■ **Supplied entries**:
____________
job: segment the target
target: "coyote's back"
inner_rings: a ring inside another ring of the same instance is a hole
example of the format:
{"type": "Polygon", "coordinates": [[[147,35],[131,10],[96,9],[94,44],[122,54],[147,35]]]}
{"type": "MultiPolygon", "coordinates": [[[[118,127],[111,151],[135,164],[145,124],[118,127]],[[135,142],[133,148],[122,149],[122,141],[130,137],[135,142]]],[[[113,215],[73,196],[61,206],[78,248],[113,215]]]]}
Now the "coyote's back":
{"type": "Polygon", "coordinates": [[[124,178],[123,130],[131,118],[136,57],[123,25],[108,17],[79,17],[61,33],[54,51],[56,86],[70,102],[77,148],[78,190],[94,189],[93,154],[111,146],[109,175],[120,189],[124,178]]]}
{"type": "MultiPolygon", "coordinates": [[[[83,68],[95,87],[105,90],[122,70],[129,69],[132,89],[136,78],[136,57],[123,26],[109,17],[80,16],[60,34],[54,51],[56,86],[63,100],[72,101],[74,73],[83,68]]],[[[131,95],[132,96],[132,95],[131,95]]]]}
____________
■ **Stated exercise**: Copy all of the rows above word for word, keeping every line unchanged.

■ **The reply**:
job: segment the target
target: "coyote's back"
inner_rings: a ring inside another ring of the same instance is a hole
example of the format:
{"type": "Polygon", "coordinates": [[[147,35],[131,10],[96,9],[94,44],[122,54],[147,35]]]}
{"type": "MultiPolygon", "coordinates": [[[[118,127],[111,151],[135,164],[145,124],[118,127]],[[135,142],[133,148],[122,149],[122,141],[130,137],[135,142]]],[[[113,215],[73,196],[61,206],[78,248],[113,215]]]]}
Now the "coyote's back":
{"type": "Polygon", "coordinates": [[[124,178],[123,130],[131,118],[136,57],[123,25],[108,17],[79,17],[61,33],[54,51],[56,86],[70,102],[77,148],[78,190],[94,189],[93,154],[111,146],[109,175],[120,189],[124,178]]]}
{"type": "MultiPolygon", "coordinates": [[[[83,68],[95,87],[105,90],[122,70],[129,69],[132,89],[136,78],[136,57],[123,26],[109,17],[80,16],[60,34],[54,51],[56,86],[63,100],[72,101],[74,73],[83,68]]],[[[131,95],[132,96],[132,95],[131,95]]]]}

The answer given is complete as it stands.